BEGIN Available data
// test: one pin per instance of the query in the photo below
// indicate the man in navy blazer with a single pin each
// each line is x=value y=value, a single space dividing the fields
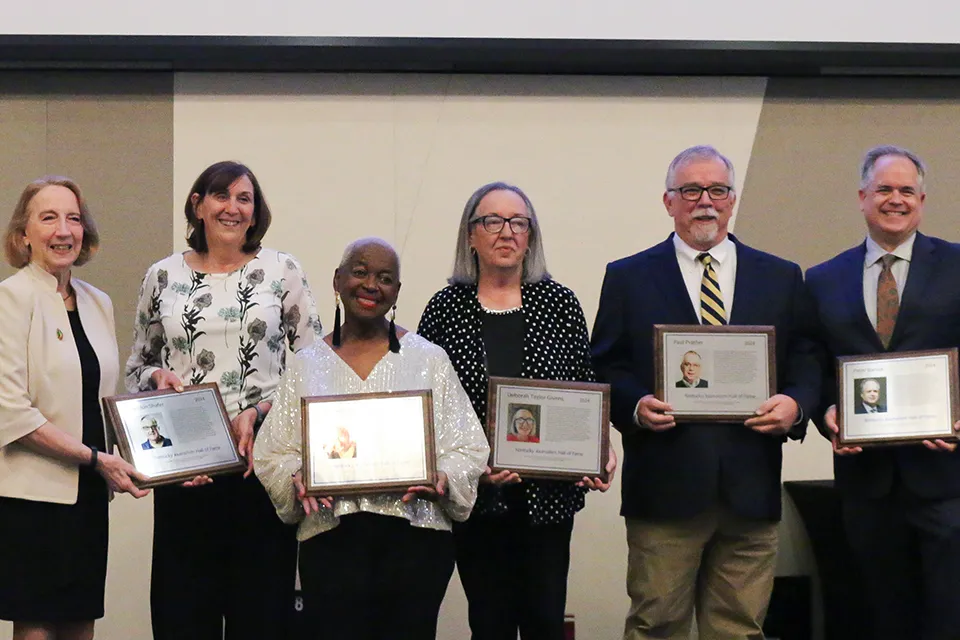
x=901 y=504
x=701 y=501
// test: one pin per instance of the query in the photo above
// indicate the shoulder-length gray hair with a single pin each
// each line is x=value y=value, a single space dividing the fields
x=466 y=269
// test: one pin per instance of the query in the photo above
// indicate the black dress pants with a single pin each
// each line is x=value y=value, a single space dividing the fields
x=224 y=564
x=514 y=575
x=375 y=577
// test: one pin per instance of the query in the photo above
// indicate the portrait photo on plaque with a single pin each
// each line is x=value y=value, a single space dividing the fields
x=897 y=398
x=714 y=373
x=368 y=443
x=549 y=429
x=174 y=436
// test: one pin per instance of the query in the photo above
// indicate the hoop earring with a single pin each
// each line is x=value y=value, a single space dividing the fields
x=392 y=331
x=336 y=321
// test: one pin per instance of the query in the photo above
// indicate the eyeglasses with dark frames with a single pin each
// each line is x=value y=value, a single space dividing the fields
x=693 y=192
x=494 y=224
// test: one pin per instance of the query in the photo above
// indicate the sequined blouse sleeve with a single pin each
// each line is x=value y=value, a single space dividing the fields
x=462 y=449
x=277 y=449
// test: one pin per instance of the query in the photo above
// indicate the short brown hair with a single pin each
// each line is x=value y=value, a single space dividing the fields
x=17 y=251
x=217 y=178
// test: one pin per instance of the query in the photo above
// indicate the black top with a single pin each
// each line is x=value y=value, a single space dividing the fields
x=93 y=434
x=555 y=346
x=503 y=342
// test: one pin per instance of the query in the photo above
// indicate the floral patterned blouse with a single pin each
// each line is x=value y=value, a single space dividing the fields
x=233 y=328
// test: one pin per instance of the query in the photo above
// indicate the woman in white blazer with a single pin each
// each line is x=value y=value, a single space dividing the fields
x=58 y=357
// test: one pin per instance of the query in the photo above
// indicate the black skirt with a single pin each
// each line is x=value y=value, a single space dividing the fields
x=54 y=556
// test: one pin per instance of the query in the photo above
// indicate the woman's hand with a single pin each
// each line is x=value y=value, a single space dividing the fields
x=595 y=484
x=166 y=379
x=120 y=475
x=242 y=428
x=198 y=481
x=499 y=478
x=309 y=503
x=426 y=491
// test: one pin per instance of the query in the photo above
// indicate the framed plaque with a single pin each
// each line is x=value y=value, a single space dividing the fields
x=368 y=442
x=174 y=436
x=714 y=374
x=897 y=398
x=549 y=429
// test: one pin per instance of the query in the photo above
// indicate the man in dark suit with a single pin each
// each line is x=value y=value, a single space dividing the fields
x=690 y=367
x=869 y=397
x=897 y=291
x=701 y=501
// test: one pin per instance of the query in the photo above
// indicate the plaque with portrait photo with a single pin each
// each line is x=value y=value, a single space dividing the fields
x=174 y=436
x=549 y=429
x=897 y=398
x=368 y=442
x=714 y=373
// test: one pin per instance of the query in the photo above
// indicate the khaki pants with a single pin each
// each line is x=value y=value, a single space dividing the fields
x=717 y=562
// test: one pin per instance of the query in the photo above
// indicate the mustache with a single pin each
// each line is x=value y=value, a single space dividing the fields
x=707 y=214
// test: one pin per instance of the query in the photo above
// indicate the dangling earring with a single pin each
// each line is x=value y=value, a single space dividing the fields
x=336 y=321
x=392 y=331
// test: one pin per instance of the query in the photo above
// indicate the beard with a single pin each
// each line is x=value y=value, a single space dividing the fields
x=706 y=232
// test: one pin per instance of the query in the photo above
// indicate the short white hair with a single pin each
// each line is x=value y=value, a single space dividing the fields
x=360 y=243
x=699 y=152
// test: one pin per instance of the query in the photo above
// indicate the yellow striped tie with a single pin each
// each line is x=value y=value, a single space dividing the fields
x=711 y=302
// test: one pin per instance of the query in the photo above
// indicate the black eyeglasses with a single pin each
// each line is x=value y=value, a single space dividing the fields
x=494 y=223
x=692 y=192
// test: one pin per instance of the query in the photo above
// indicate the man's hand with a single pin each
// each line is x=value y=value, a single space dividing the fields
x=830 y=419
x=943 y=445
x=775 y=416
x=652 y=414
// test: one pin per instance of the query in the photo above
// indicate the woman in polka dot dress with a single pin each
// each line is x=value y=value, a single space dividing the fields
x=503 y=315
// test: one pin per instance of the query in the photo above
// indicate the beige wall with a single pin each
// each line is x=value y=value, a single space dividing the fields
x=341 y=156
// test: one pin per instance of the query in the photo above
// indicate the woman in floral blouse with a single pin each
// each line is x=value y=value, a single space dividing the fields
END Available data
*What is being asked*: Every line above must appear in the answer unchanged, and no picture may appear in it.

*Result*:
// test: one pin per instance of the query in the photo below
// indicate the man in navy blazer with a single pin each
// each line is x=value y=value, a single space dividing the fields
x=901 y=504
x=701 y=501
// test: one pin per instance of the query in the photo above
// indicate the shoulder-length gray hair with a single pin each
// each line is x=value y=value, a single space dividing the fields
x=466 y=269
// test: one pin per instance of the query in the photo above
// indicate the black dress pants with a single pin each
// each line is x=value y=value, a single space dividing the fields
x=224 y=564
x=514 y=575
x=375 y=577
// test: one pin per instance of the query in the photo above
// indicate the portrait photo on plaque with a single pin each
// each line is x=value y=value, a single space dividing the fields
x=897 y=398
x=714 y=373
x=368 y=443
x=549 y=429
x=174 y=436
// test: one pin per instance of the query in the photo above
// indicate the hoop earring with a single pin each
// each line is x=value y=value, a single space dividing the fields
x=392 y=331
x=336 y=321
// test: one pin per instance of the query in the photo above
// indicate the eyeglasses with dark frames with a single pin each
// each line is x=value y=value, a single space dividing the fields
x=693 y=192
x=494 y=224
// test: one pin per instance of the query in the photo above
// indicate the sequined blouse sleeve with a single pin each
// each line is x=value y=value, a single space dividing the fields
x=462 y=449
x=277 y=449
// test: one pin per instance of the query in the photo above
// indicate the short brown hair with a single pin each
// each line is x=value y=value, a single space dividing the fields
x=17 y=251
x=217 y=178
// test: one pin per instance of the query in the photo above
// indicate the black top with a single pin each
// each line is x=value y=value, a single space dividing the fields
x=93 y=434
x=555 y=346
x=503 y=342
// test: one pin per instance of the query in the photo above
// indicate the floral patterned blouse with a single pin each
// each line is x=value y=value, a single space dividing the fields
x=233 y=328
// test: one pin per instance of the query in the photo above
// indicate the woman in white blazer with a single pin each
// each line is x=value y=value, a single space dividing the fields
x=58 y=357
// test: one pin per instance of the query in the photo above
// indicate the black skirt with a single pin each
// each line is x=value y=value, a single space dividing the fields
x=54 y=556
// test: one pin per instance of the query in the photo above
// indicate the woman's hand with a single pin each
// each line is x=value y=value, a single space dividing the fields
x=595 y=484
x=166 y=379
x=120 y=475
x=242 y=428
x=198 y=481
x=499 y=478
x=309 y=503
x=426 y=491
// test: one pin per instance of the query in the photo above
// indicate the framed plaque with a single pin each
// each line is x=value y=value, a single space dividing the fields
x=368 y=442
x=174 y=436
x=714 y=374
x=897 y=398
x=549 y=429
// test: one pin per instance of the query in the photo above
// indicate the man in dark suit with a single pin each
// each line is x=value y=value, a single space dividing the fields
x=690 y=367
x=869 y=397
x=897 y=291
x=701 y=501
// test: one pin per instance of the query in the photo above
// indicate the plaque with portrait photo with a single pin each
// each line is x=value y=value, a single space dividing the fields
x=174 y=436
x=549 y=429
x=897 y=398
x=368 y=442
x=714 y=373
// test: one pin per instance of the query in the photo above
// indicate the khaki pants with a single pin each
// each line is x=value y=value, a single space dividing the fields
x=717 y=562
// test: one pin per instance of the query in the photo above
// indicate the mustache with a single pin each
// each line is x=value y=value, a single space dividing the fields
x=707 y=214
// test: one pin per instance of the query in the photo above
// indicate the dangling earring with a single pin each
// each line is x=value y=value, a single space dividing the fields
x=336 y=321
x=392 y=331
// test: one pin per instance of the query in the photo above
// indicate the beard with a single pin each
// each line is x=value y=value, a single space dividing the fields
x=706 y=232
// test: one pin per instance of the query in the photo above
// indicate the short white hair with a single pin each
// each line is x=value y=value, a single space dividing the fields
x=360 y=243
x=699 y=152
// test: one pin per instance of the query in the photo above
// indicate the yellow striped tie with a single pin each
// each line is x=value y=value, a single space dividing the fields
x=711 y=302
// test: one pin per instance of the query in the photo above
// indicate the black eyeglasses with a single pin each
// each line is x=value y=value, a single space dividing the fields
x=494 y=223
x=692 y=192
// test: one pin per instance of the query in the photo above
// indicate the man's hand with a single pin each
// each line is x=value y=value, a single space dividing the fields
x=830 y=419
x=943 y=445
x=775 y=416
x=652 y=414
// test: one pin per instance of the query in the photo above
// indicate the woman in polka dot dress with a single pin each
// each line is x=value y=value, a single space dividing the fields
x=503 y=315
// test: one pin per instance of the query in the photo above
// indicate the beige wall with a single pin each
// each line is x=value y=value, a single space dividing the fields
x=341 y=156
// test: one pin per instance of the query in the photo above
// indicate the woman in floral blouse with a single pin each
// each line is x=value y=value, a single space dividing the fields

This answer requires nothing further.